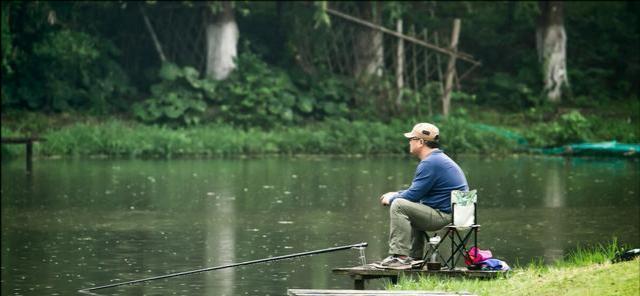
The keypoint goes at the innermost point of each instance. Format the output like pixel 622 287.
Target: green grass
pixel 585 271
pixel 117 137
pixel 475 131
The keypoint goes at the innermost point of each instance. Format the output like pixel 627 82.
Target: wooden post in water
pixel 451 67
pixel 29 155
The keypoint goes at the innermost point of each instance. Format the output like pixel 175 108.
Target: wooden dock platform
pixel 309 292
pixel 362 273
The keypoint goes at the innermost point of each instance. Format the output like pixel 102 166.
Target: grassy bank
pixel 585 272
pixel 116 137
pixel 466 131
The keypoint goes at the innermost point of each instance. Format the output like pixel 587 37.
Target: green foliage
pixel 256 94
pixel 179 98
pixel 57 67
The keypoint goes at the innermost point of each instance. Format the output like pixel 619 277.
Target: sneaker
pixel 396 262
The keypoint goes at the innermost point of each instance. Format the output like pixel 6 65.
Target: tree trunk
pixel 551 42
pixel 399 64
pixel 369 50
pixel 451 68
pixel 222 41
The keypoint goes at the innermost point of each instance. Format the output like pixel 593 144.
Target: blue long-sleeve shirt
pixel 436 176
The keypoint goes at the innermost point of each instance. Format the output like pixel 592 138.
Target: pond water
pixel 76 224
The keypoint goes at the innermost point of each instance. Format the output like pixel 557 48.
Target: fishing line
pixel 328 250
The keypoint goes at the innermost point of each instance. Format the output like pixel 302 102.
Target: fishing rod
pixel 328 250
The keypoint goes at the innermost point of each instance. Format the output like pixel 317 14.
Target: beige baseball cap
pixel 425 131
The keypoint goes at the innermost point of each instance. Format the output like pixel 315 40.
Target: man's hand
pixel 385 198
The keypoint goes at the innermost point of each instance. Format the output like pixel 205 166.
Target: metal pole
pixel 360 245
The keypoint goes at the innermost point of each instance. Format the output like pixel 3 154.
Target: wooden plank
pixel 375 272
pixel 20 140
pixel 311 292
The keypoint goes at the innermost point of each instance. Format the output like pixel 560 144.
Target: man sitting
pixel 426 204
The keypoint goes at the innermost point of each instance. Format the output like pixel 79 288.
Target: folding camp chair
pixel 459 231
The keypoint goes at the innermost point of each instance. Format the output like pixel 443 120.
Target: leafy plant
pixel 178 98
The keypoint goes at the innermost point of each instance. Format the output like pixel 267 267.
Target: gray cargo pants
pixel 408 222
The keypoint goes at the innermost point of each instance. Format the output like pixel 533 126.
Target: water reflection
pixel 82 223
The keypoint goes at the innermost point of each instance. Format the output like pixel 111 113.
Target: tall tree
pixel 369 49
pixel 551 42
pixel 222 41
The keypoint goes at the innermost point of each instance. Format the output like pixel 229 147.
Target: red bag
pixel 476 256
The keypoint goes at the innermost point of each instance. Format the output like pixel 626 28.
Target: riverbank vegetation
pixel 122 79
pixel 586 271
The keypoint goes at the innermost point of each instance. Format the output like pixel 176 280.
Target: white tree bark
pixel 222 42
pixel 551 42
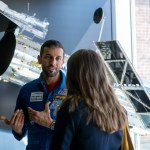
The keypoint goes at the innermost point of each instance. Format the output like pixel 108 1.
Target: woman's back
pixel 76 134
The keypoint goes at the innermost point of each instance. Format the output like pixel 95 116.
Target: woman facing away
pixel 91 117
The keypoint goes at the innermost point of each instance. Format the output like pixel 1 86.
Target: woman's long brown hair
pixel 87 80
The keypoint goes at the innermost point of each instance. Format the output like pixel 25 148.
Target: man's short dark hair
pixel 51 44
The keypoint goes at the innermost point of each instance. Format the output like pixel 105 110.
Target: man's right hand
pixel 16 121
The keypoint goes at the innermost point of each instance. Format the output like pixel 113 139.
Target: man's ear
pixel 39 59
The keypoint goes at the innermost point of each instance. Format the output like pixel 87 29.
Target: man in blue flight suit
pixel 34 113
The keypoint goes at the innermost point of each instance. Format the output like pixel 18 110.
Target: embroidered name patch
pixel 36 96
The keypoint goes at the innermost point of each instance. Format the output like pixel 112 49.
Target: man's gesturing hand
pixel 42 118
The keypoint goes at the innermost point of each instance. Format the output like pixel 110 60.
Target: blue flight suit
pixel 35 95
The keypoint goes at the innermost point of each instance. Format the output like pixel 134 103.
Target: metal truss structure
pixel 128 86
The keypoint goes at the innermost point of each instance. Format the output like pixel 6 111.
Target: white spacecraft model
pixel 27 23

WHAT IS REQUIRED >>
With images left out, the data must be transcribed exactly.

SOLUTION >>
The keypoint goes at the innermost point of each instance. Format the output like pixel 622 287.
Target: green grass
pixel 585 271
pixel 117 137
pixel 475 131
The keypoint goes at the innermost point of each instance. Format the output like pixel 627 82.
Target: wooden post in water
pixel 451 67
pixel 29 155
The keypoint goes at the innermost point of each instance. Format the output like pixel 175 108.
Target: wooden dock platform
pixel 309 292
pixel 362 273
The keypoint goes at the innermost point of each instance. Format the output like pixel 102 166.
Target: grassy bank
pixel 585 272
pixel 116 137
pixel 466 131
The keypoint goes at the innermost point of each instance. Format the output like pixel 587 37.
Target: green foliage
pixel 256 94
pixel 179 98
pixel 57 67
The keypoint goes at the innermost point of each instance. Format the output like pixel 619 277.
Target: sneaker
pixel 396 262
The keypoint goes at the innermost point of each instance. Format the output like pixel 6 65.
Target: tree trunk
pixel 551 42
pixel 399 64
pixel 369 50
pixel 451 68
pixel 222 41
The keypoint goes at the innermost point of each instance. Format the output like pixel 593 144.
Target: blue long-sleeve shirt
pixel 436 176
The keypoint goes at the innermost point of each instance. Format the output like pixel 592 138.
Target: pond water
pixel 76 224
The keypoint goes at the innermost point of each instance. Format the output like pixel 557 48.
Target: fishing line
pixel 328 250
The keypoint goes at the innermost point of each instance. Format the output like pixel 302 102.
Target: fishing rod
pixel 328 250
The keypoint goes at the innermost point of each instance. Format the output like pixel 317 14.
Target: beige baseball cap
pixel 425 131
The keypoint goes at the innermost point of each instance. Format the output like pixel 315 40.
Target: man's hand
pixel 385 198
The keypoint goes at the innermost point of each instance. Format the output like pixel 205 166.
Target: metal pole
pixel 360 245
The keypoint goes at the innermost point of each instance. Format the output like pixel 3 154.
Target: wooden plank
pixel 375 272
pixel 20 140
pixel 311 292
The keypoint goes at the innermost point of each instance. Format the output like pixel 560 144.
Target: man sitting
pixel 426 204
The keypoint goes at the innermost point of each instance. Format the output like pixel 79 288.
Target: folding camp chair
pixel 459 231
The keypoint goes at the innermost point of each instance. Format the output like pixel 443 120.
Target: leafy plant
pixel 178 98
The keypoint goes at the innermost point of each instance. Format the output like pixel 267 267.
Target: gray cargo pants
pixel 408 222
The keypoint goes at the innermost point of each instance. Format the output like pixel 533 126.
Target: water reflection
pixel 82 223
The keypoint goes at the innermost point of each instance. Format the output like pixel 111 113.
Target: tall tree
pixel 369 49
pixel 551 42
pixel 222 41
The keypoint goes at the innermost point of each instance. Format the output like pixel 229 147.
Target: red bag
pixel 476 256
The keypoint goes at the innermost point of each instance. Format the output like pixel 626 28.
Target: riverbank vegetation
pixel 122 79
pixel 586 271
The keypoint goes at the innermost point of each instance. Format the output like pixel 176 280.
Target: white tree bark
pixel 222 42
pixel 551 42
The keypoint goes at the innermost point of each instance. Format the output like pixel 108 1.
Target: woman's back
pixel 76 134
The keypoint goes at the innermost point of each instance. Format the output like pixel 95 116.
Target: woman facing away
pixel 91 117
The keypoint goes at the innermost point of each instance. Format the output like pixel 1 86.
Target: woman's long brown hair
pixel 87 80
The keypoint goes at the innermost point of each instance. Format the output like pixel 25 148.
Target: man's short dark hair
pixel 51 44
The keypoint goes at the innermost point of each instance. Format the output like pixel 105 110.
Target: man's right hand
pixel 16 121
The keypoint goes at the innermost point of each instance. Format the output like pixel 113 139.
Target: man's ear
pixel 39 59
The keypoint goes at the innermost point of each instance. Format the output like pixel 87 29.
Target: man in blue flight suit
pixel 34 113
The keypoint goes at the innermost point of each instance. Format the output like pixel 18 110.
Target: embroidered name patch
pixel 36 96
The keypoint goes at the innermost point of each instance. Format the output like pixel 112 49.
Target: man's gesturing hand
pixel 42 118
The keypoint goes at the innermost point of each instance. Format the output like pixel 110 60.
Target: blue flight suit
pixel 35 95
The keypoint goes at the innermost point of each instance. Format the output like pixel 134 103.
Target: metal truss structure
pixel 128 86
The keypoint goes at the innermost point of each instance. Format the output like pixel 6 111.
Target: white spacecraft model
pixel 27 23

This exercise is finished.